:: WORK TO DO ::
Transcribe all of the entries below verbatim, omitting the pictures from your answer.

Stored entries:
::::::::::

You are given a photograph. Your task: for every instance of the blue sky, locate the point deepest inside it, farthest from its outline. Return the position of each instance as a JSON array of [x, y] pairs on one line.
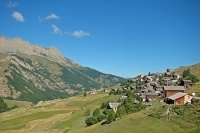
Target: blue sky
[[120, 37]]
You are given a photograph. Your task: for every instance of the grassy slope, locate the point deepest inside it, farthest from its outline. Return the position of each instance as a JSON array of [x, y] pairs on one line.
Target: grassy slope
[[67, 115], [137, 122], [194, 69], [11, 103]]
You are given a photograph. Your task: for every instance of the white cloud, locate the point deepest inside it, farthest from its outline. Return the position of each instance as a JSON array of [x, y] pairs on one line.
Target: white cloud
[[12, 4], [80, 33], [50, 16], [18, 16], [56, 30]]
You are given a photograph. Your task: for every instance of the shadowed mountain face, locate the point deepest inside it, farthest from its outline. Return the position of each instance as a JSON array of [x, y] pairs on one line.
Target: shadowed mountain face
[[34, 73]]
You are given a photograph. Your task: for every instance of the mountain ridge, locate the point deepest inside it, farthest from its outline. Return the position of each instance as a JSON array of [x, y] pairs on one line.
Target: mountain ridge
[[34, 73]]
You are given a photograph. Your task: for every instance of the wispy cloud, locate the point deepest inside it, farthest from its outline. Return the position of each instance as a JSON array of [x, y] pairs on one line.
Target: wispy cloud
[[56, 30], [12, 4], [80, 33], [18, 16], [50, 16]]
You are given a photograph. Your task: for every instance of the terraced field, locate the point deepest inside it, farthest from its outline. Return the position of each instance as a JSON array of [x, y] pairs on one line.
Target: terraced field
[[67, 115]]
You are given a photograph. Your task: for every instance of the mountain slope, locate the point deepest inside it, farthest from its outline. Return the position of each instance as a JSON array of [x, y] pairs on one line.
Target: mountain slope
[[34, 73]]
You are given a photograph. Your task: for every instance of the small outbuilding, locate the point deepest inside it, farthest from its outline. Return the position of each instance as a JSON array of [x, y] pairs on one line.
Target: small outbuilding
[[179, 98], [114, 106], [171, 90]]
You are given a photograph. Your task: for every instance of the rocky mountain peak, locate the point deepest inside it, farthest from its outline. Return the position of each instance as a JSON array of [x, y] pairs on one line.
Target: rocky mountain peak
[[11, 46]]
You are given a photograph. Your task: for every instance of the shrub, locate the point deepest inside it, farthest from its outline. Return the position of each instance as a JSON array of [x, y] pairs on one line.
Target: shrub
[[101, 117], [91, 121]]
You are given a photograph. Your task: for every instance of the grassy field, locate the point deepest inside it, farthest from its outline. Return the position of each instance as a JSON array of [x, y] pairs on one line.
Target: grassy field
[[18, 103], [194, 69], [67, 115]]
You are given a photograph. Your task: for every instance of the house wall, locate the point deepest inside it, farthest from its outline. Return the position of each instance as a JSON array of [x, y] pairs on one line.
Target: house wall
[[169, 93], [186, 84], [152, 96], [179, 101], [187, 98]]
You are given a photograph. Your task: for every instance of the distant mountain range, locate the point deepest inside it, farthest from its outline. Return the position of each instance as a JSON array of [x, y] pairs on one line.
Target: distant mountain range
[[34, 73]]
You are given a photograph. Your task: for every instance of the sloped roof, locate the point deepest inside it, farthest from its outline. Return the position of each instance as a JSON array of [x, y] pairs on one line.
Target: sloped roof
[[114, 105], [187, 81], [174, 88], [177, 95], [152, 94]]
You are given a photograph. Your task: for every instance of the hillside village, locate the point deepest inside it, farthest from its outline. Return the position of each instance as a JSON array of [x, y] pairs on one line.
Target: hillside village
[[169, 85], [159, 101]]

::::::::::

:: FULL ANSWER ::
You are given a photograph. Your task: for every instance of the blue sky, locate the point deepest inside it, farthest from its outline. Return the position of each instance as a JSON array of [x, y] pairs on one line.
Target: blue sky
[[120, 37]]
You are given a photograph. Your task: for every instance of the grassy slope, locate the point deepest inside it, farthest from its outline. Return the position of each instance as a JSON array of [x, y] pairs on one line.
Target: grassy slope
[[67, 115], [137, 122], [194, 69], [11, 103]]
You are given a photograph. Your task: for every instance of the white cloud, locate the point deepest inside it, farthest from its outline. Return the position of each instance as a JSON array of [x, y] pairs on one line.
Target: white cloud
[[12, 4], [80, 33], [50, 16], [18, 16], [56, 30]]
You are given a photograph. Your task: for every instance of the shadowed mountain face, locate the point deepest inside it, farthest from its outline. Return the position of each instance as a JSON array of [x, y] pairs on one line.
Target: shadowed mountain face
[[34, 73]]
You are given a photograph. Your task: for every instance of the mountain ridge, locate the point deepest inside it, farthest from its outline. Return the position of each instance as a JSON array of [x, y] pairs on one line.
Target: mountain ridge
[[34, 73]]
You are given a photograph. Your task: for every instance of the wispy cloud, locate the point deepest inside it, farthest from its outline. Return the position of each instance as a JSON array of [x, y] pairs on one line.
Target: wispy cloud
[[56, 30], [12, 4], [80, 33], [18, 16], [50, 16]]
You are given a photograph. Your task: for every instance of the terraced field, locate the point deepest inside it, farthest from its outline. Return the position of each instance as a JSON array of [x, y] pairs on one line.
Target: terraced field
[[67, 115]]
You are given a photograph. Your task: for every instance of the mountain slope, locate the point deepest inside it, farthest from its outline. Return the position of each instance as a JSON array of [x, y] pairs on one line.
Target: mountain slope
[[34, 73]]
You are given a photograph. Your task: for every instance of the small outbuilding, locate the point deepest inside it, farthest from its outline. Return the position of each instance as a JSON array of [x, y] pairs on one line.
Target: small outbuilding
[[179, 98], [114, 106], [171, 90]]
You are given a photograph. Your task: for every instance of the rocky mountain peak, locate the point deepest inside it, farthest from its outline. Return the position of each instance as a JSON array of [x, y] pairs on one line.
Target: rocky mountain peak
[[11, 46]]
You are given a photograph. Your task: for every instance of the shrub, locate the point deepest inside it, farthest from its outline. Return the position of each instance as a JSON array of [x, y] pairs on one line.
Target: shrub
[[101, 117], [91, 121]]
You are given a photograph. Your task: for every instance of the grassy field, locate the point deepest inside it, farthest from its outline. Return the position of each instance as a JSON array of [x, y] pairs on one line.
Target: grassy field
[[18, 103], [194, 69], [67, 115]]
You are given a photograph. Your task: for every instance of the house wall, locate the point deepest inside it, farthest from its outline. Return the position of each instance as a JSON array of [x, y] pairs on one line.
Target: house wall
[[169, 93], [186, 84], [152, 96], [179, 101], [187, 98]]
You are given a photograph. Your task: for every instance of the distant mountain range, locate the point deepest inside it, farthest from its outline. Return the position of each instance as a JSON array of [x, y] pairs on one line.
Target: distant mountain range
[[34, 73]]
You are given a photograph. Your task: for every instance of the sloped roof, locate the point deepest inside it, farthest from its outline. Return the position of each instance as a JSON array of [x, y] pairs on one line.
Target: sloped roof
[[114, 105], [187, 81], [174, 88], [177, 95], [152, 94]]
You are given a photograph. Your task: for every instance of the hillside village, locate the point deepest inside it, farthest from its outline. Return the position of each instance as a JSON array of [x, y] pairs on one line.
Target: hillside village
[[169, 85], [159, 101]]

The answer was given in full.